Source records:
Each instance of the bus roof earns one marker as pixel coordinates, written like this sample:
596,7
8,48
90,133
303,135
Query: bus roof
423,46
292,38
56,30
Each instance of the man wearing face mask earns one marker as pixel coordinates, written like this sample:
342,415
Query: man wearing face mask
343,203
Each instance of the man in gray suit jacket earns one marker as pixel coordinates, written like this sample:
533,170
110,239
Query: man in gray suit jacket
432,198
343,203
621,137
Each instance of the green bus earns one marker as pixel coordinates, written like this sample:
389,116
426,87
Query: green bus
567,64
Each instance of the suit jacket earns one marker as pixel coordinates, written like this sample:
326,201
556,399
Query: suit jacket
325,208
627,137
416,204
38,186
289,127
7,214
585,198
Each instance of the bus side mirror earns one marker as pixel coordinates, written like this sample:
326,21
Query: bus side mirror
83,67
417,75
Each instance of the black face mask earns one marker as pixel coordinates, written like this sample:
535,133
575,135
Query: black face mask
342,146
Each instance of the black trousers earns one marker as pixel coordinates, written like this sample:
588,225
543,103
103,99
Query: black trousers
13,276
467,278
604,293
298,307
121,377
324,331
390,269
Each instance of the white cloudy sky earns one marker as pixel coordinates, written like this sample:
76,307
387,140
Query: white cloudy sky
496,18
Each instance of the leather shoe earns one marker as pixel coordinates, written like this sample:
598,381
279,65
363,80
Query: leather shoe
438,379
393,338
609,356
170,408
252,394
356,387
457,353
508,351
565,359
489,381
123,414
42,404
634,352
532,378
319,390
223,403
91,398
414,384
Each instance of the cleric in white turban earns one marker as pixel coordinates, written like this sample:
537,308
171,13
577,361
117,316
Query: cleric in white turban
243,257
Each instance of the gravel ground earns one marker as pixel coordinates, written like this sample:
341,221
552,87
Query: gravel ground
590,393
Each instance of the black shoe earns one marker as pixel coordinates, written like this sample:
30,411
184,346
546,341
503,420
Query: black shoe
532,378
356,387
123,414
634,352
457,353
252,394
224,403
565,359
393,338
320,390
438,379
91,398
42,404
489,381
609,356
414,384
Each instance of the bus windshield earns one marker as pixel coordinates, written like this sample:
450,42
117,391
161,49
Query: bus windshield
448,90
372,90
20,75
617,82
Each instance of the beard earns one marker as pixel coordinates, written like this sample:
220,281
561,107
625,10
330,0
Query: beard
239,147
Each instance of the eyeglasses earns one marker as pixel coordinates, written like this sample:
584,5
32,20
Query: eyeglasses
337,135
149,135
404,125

## ASSIGNMENT
Word for word, every record must be given again.

## ANSWER FOR THIS EXERCISE
Each instance of the bus roof earns one marker as pixel coordinates, written like this sample:
596,7
8,48
90,133
303,135
Query: bus roof
423,46
292,38
56,30
Each instance of the man wearing face mask earns one marker as pixel coordinates, written like this sample:
342,415
Query: man wearing face mask
343,203
Each instance of the man in gray suit jacket earns one marker as pixel coordinates, written like this sample:
533,170
110,239
Query: man in gray suit jacket
432,198
343,203
621,137
Each instance of the green bus earns one marker as pixel coordinates, written like this sample:
389,116
426,87
Query: green bus
567,64
Each instance of the suit jacket earns one marker as pixel coordinates, written like this sample:
326,201
556,399
Query: suit jacket
325,208
627,137
416,204
38,186
289,127
7,214
585,198
Each instance of the bus side mirror earns one marker as pixel coordinates, written like this sample:
326,21
Query: bus side mirror
83,67
417,75
Each instance of the black face mask earns one marker as pixel coordinates, written like this sample:
535,133
575,135
Query: black face mask
342,146
Each instance of the black trousers earns one marker as pixel coordinates, written like this sample:
588,225
543,103
103,99
Query: black trousers
13,276
467,278
604,293
298,307
121,377
324,331
390,269
Each instance of the white cloudy sky earns one marker as pixel coordinates, written like this sample:
76,307
387,140
Query: white cloudy sky
496,18
Each instance of the leather shoe earns one marker as pixel coordinates, written like this sample:
598,381
279,65
363,80
Query: leather shoe
438,379
393,338
609,356
170,408
252,394
356,387
457,353
508,351
565,359
489,381
123,414
42,404
634,352
532,378
319,390
223,403
91,398
414,384
Each instance of the cleric in white turban earns one marker as pixel coordinates, written like this sample:
537,308
171,13
577,361
117,316
Query: cleric in white turban
243,257
Each instance of the gravel ground earns one marker as pixel coordinates, written like this sample:
341,221
552,87
Query: gravel ground
590,393
Each instance of the black shoe earns one marker as pixel coordinates, written like this sample:
30,411
184,346
546,341
503,420
Query: black shoe
532,378
356,387
123,414
634,352
457,353
252,394
224,403
565,359
393,338
320,390
438,379
91,398
42,404
489,381
609,356
414,384
Each instance of the bus windshield earns one marker as pixel coordinates, written like this sample:
450,42
117,391
161,49
Query: bus windshield
448,90
372,90
20,75
617,82
Each instance of the beard earns one marker as pixel coordinates, written like this sample:
220,281
561,107
625,10
330,0
Query: beard
239,147
Each instance of the eyeglasses earns one marker as pixel coordinates, written like this sample:
584,5
32,20
Query: eyeglasses
337,135
149,135
404,125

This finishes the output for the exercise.